• What to work on
Write out the entries again exactly as they are given.

━━━━━ Extracted entries

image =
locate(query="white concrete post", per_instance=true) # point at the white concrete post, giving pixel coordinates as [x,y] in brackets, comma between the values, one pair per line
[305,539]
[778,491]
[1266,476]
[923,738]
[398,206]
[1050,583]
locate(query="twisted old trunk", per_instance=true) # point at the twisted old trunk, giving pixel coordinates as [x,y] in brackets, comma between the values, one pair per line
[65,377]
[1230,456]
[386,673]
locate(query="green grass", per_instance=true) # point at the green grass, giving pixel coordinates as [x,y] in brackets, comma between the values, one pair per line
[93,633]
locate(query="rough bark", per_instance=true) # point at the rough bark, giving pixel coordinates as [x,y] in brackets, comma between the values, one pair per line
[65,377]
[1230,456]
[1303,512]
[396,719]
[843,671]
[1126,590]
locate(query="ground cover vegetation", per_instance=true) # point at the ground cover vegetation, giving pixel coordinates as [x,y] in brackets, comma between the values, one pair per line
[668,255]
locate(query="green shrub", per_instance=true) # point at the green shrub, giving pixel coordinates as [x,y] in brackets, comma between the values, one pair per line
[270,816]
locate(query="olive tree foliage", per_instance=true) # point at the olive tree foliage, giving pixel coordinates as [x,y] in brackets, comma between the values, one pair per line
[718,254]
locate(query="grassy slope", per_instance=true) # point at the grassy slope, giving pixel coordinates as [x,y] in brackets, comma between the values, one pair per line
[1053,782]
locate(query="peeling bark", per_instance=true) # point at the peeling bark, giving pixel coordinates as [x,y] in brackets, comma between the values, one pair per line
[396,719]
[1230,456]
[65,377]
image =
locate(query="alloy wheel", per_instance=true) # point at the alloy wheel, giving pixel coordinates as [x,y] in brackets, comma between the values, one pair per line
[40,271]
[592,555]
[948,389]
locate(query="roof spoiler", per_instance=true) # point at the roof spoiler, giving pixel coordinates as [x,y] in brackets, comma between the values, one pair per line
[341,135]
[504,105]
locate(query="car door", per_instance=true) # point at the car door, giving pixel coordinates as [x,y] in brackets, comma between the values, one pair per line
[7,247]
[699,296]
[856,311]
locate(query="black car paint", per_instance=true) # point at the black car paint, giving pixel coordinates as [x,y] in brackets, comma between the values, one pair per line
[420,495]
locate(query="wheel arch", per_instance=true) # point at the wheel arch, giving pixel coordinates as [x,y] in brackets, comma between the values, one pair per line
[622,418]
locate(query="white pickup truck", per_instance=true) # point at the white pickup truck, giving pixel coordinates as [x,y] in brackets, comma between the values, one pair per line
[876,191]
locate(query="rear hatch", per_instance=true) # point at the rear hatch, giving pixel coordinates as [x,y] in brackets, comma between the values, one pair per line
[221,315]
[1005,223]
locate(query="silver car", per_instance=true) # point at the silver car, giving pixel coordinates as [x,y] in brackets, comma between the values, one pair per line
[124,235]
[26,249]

━━━━━━━━━━

• Result for this task
image =
locate(query="white concrete post", per_instance=true) # point at the white concrete post, giving pixel coordinates as [x,y] in brackets, comma between the values, one pair per line
[305,539]
[778,491]
[1266,476]
[923,738]
[398,206]
[1050,583]
locate(query="twisted old trunk", per_instance=true) # point at the twisted old trunk, giving pixel coordinates as [x,y] in brackets, comma between the values, one pair per line
[65,377]
[1230,456]
[386,673]
locate(query="green grass", per_instance=true) # point at the green grass, giving pixel coordinates as [x,y] in brackets, comma between the values, one pair per line
[93,633]
locate(query="rough bark", per_instance=true) # point at the rough bark, giving pixel coordinates as [x,y] in brackets, comma between the values, one pair per line
[65,377]
[1230,456]
[1303,512]
[396,719]
[843,671]
[1126,590]
locate(query="ground cover vegetation", per_instance=true) # point at the ground cover vegetation, giving pixel coordinates as [x,y] in brackets, comma between the values, one pair per line
[668,255]
locate(query="green shrub", per_instance=true) # point at the green shrub, giving pixel coordinates as [x,y] in brackets, comma between the values, one pair per line
[270,816]
locate(query="olive tree foliage", per_instance=true) # point at the olive tree foliage, giving pixel coordinates as [x,y] in brackets, comma between the values, one pair per line
[718,254]
locate(query="grassy slope", per_instance=true) # point at the grassy slope, giving pixel coordinates as [x,y] in brackets, comma between the values, one pair per line
[1053,782]
locate(query="peeling bark", per_instance=true) # point at the peeling bark, giving pixel coordinates as [x,y] in brackets, comma between the values, one pair per line
[396,719]
[1230,456]
[65,377]
image =
locate(query="alloy wheel", per_instance=true) # point at the alloy wheel, giving pixel coordinates as [x,y] in brackets, comma between the values, one pair per line
[40,271]
[592,555]
[948,389]
locate(query="roof spoiler", per_instance=true) # point at the roof spoiler, giving pixel coordinates as [x,y] in brackets, comma between the values, one pair per line
[341,135]
[504,105]
locate(query="car door", per_instance=true) # point at the car door, giving pixel coordinates as [x,y] in brackets, comma between the values, one pair per line
[7,247]
[699,296]
[856,311]
locate(query="black car paint", per_instance=true) # point at the black car paint, giving pixel coordinates as [x,y] in brackets, comma between the values, one pair per line
[420,495]
locate(query="wheel arch", per_instance=true) # point at the wheel arch, giving pixel coordinates as [x,y] in brackets, comma between the values, one pair per line
[622,418]
locate(query="white pickup truck", per_instance=true) # point at the white pickup truck, giving pixel coordinates as [x,y] in brackets, comma between the values, one pair per line
[876,191]
locate(query="rear hatch", per_instance=true) # point at the rear hatch, giving pixel coordinates as [x,y] in brackets, comma between the values, one pair per line
[221,315]
[1005,223]
locate(query="silver car", per_instance=true) # point at the silver car, giving pixel coordinates as [x,y] in brackets, comma between the values, one pair per line
[124,235]
[26,249]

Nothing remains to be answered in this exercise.